Reproduce all of the data exactly, with no line skipped.

=== RECORDED DATA ===

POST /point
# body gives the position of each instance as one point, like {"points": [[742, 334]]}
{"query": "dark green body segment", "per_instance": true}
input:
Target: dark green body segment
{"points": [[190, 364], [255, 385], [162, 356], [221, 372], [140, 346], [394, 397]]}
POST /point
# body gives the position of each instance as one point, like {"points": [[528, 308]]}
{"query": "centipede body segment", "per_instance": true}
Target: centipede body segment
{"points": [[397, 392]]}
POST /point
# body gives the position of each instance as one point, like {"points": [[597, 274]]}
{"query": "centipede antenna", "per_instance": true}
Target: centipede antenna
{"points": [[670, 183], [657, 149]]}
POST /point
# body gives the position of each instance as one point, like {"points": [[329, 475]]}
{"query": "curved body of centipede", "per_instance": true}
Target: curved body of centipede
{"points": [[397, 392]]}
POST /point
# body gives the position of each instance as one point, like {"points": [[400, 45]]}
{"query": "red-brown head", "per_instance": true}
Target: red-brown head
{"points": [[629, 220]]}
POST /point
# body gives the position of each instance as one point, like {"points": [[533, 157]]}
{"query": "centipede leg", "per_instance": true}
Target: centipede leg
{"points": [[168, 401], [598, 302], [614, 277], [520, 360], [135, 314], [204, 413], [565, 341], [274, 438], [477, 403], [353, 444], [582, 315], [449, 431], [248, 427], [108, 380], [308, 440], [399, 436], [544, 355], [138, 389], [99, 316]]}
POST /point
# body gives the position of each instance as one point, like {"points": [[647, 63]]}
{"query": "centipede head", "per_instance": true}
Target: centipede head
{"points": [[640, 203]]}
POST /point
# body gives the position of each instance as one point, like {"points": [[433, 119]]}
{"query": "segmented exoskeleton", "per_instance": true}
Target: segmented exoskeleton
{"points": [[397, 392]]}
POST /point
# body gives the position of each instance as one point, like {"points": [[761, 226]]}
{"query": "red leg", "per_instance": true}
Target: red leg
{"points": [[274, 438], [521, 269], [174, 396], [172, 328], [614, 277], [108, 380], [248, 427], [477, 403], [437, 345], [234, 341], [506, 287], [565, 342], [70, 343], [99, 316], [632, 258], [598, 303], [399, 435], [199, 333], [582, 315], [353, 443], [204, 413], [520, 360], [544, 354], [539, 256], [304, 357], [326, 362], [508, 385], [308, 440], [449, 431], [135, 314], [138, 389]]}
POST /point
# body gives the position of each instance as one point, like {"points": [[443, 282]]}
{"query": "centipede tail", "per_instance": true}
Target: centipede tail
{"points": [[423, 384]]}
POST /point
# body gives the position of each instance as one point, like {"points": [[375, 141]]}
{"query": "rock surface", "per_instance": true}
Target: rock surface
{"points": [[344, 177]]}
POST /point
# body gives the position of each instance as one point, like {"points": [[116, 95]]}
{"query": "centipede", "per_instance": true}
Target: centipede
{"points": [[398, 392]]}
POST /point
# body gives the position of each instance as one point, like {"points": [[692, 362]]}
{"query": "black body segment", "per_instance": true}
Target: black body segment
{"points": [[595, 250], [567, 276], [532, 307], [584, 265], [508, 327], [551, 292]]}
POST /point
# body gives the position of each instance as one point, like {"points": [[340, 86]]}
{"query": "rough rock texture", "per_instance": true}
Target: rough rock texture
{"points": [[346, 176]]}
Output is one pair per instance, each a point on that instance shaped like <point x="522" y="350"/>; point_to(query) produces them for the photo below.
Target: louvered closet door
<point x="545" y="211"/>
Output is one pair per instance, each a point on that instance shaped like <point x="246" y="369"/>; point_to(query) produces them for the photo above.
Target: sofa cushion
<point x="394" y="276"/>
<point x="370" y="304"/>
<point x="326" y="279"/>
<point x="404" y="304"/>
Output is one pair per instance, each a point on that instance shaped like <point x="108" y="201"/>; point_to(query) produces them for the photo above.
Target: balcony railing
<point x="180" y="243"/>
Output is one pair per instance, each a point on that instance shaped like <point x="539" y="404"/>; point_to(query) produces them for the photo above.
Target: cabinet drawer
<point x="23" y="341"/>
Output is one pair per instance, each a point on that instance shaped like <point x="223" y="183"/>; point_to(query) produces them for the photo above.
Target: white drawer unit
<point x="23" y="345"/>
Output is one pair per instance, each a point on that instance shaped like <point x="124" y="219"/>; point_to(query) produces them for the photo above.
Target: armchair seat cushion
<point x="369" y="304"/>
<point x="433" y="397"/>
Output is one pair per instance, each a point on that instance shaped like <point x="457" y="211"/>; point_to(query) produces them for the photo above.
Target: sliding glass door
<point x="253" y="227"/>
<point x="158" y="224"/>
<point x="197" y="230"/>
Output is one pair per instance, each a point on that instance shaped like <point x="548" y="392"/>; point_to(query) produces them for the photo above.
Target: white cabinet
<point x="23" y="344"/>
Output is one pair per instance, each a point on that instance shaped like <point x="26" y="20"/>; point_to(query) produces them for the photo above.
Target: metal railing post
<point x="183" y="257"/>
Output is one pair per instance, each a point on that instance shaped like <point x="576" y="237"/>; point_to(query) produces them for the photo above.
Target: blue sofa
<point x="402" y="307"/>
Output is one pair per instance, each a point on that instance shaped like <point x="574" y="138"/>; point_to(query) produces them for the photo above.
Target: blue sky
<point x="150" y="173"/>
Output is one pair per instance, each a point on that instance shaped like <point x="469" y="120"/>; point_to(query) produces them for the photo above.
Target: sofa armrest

===

FULL RESPONSE:
POST /point
# body gives the position of each instance as one point, like {"points": [[742, 334]]}
{"query": "dark green body segment", "per_instance": true}
input:
Target: dark green body segment
{"points": [[190, 364], [255, 385], [162, 356], [221, 372], [140, 346], [394, 397]]}
POST /point
# body gives the position of each instance as one point, like {"points": [[528, 308]]}
{"query": "centipede body segment", "per_instance": true}
Target: centipede body segment
{"points": [[397, 392]]}
POST /point
# body gives the position of each instance as one point, like {"points": [[597, 274]]}
{"query": "centipede antenna", "per_instance": true}
Target: centipede antenna
{"points": [[670, 183], [657, 149]]}
POST /point
# body gives the position of each instance as one point, like {"points": [[329, 475]]}
{"query": "curved body of centipede", "per_instance": true}
Target: curved body of centipede
{"points": [[397, 392]]}
POST /point
# body gives the position of each instance as one point, like {"points": [[400, 45]]}
{"query": "red-brown head", "per_instance": true}
Target: red-brown head
{"points": [[629, 220]]}
POST /point
# body gives the position of each instance as one point, like {"points": [[533, 157]]}
{"query": "centipede leg", "per_instance": true}
Target: centipede leg
{"points": [[168, 401], [598, 302], [614, 277], [520, 360], [135, 314], [204, 413], [565, 341], [274, 438], [477, 403], [353, 444], [582, 315], [449, 431], [248, 427], [108, 380], [308, 440], [399, 436], [544, 355], [138, 389], [99, 316]]}
POST /point
# body gives the position of each instance as one point, like {"points": [[647, 63]]}
{"query": "centipede head", "per_instance": true}
Target: centipede head
{"points": [[640, 203]]}
POST /point
# body gives the position of each instance as one point, like {"points": [[433, 119]]}
{"query": "segmented exoskeleton", "per_instance": true}
Target: segmented exoskeleton
{"points": [[397, 392]]}
POST /point
# body gives the position of each instance as one point, like {"points": [[761, 226]]}
{"query": "red leg", "per_instance": true}
Target: red leg
{"points": [[274, 438], [521, 269], [174, 396], [172, 328], [614, 277], [108, 380], [248, 427], [477, 403], [437, 345], [234, 341], [506, 287], [565, 342], [70, 343], [99, 316], [632, 258], [598, 303], [399, 435], [199, 333], [582, 315], [353, 443], [204, 413], [520, 360], [544, 354], [539, 256], [304, 357], [326, 362], [508, 385], [308, 440], [449, 431], [135, 314], [138, 389]]}
POST /point
# body gives the position of each instance as one point, like {"points": [[443, 282]]}
{"query": "centipede tail", "per_instance": true}
Target: centipede tail
{"points": [[423, 384]]}
POST /point
# body gives the position of each instance as one point, like {"points": [[375, 141]]}
{"query": "rock surface", "per_instance": true}
Target: rock surface
{"points": [[344, 177]]}
POST /point
# body gives the position of each instance as one point, like {"points": [[116, 95]]}
{"query": "centipede", "per_instance": true}
Target: centipede
{"points": [[398, 392]]}
POST /point
# body gives the position of each instance as one point, like {"points": [[692, 362]]}
{"query": "black body segment", "per_instance": true}
Target: black body segment
{"points": [[595, 250], [567, 276], [532, 307], [584, 265], [508, 327], [551, 292]]}
POST /point
# body gives the position of each instance as one point, like {"points": [[340, 86]]}
{"query": "rough rock texture", "per_instance": true}
Target: rough rock texture
{"points": [[346, 176]]}
Output is one pair per instance, each a point on that instance shaped like <point x="522" y="350"/>; point_to(query) produces them for the photo below.
Target: louvered closet door
<point x="545" y="211"/>
Output is one pair per instance, each a point on that instance shaped like <point x="246" y="369"/>; point_to(query) produces them for the photo above.
Target: sofa cushion
<point x="394" y="276"/>
<point x="370" y="304"/>
<point x="326" y="279"/>
<point x="404" y="304"/>
Output is one pair per instance, each a point on that instance shaped like <point x="108" y="201"/>; point_to(query) produces them for the photo above.
Target: balcony railing
<point x="180" y="243"/>
Output is one pair per instance, each a point on that instance shaped like <point x="539" y="404"/>; point_to(query) produces them for the photo above.
Target: cabinet drawer
<point x="23" y="341"/>
Output is one pair per instance, each a point on that instance shaped like <point x="223" y="183"/>; point_to(query) produces them for the photo above.
Target: white drawer unit
<point x="23" y="345"/>
Output is one pair per instance, each a point on that instance shaped like <point x="124" y="219"/>; point_to(query) produces them for the photo above.
Target: armchair seat cushion
<point x="369" y="304"/>
<point x="433" y="397"/>
Output is one pair per instance, each a point on that instance shaped like <point x="457" y="211"/>; point_to(query) produces them for the photo above.
Target: sliding glass door
<point x="253" y="227"/>
<point x="158" y="224"/>
<point x="197" y="230"/>
Output is one pair per instance, each a point on that instance shaped like <point x="548" y="392"/>; point_to(query) produces them for the photo above.
Target: white cabinet
<point x="23" y="344"/>
Output is one pair per instance, each a point on that instance shaped like <point x="26" y="20"/>; point_to(query) produces them for the photo above.
Target: metal railing post
<point x="183" y="257"/>
Output is one pair per instance, each a point on that instance shaped like <point x="576" y="237"/>; point_to(query) produces them for the photo above.
Target: blue sofa
<point x="402" y="307"/>
Output is one pair per instance, each a point on that instance shaped like <point x="574" y="138"/>; point_to(query) produces them for the photo above.
Target: blue sky
<point x="150" y="173"/>
Output is one pair per instance, each a point on that instance shaped like <point x="469" y="120"/>; point_to(query) produces them for the photo above.
Target: sofa armrest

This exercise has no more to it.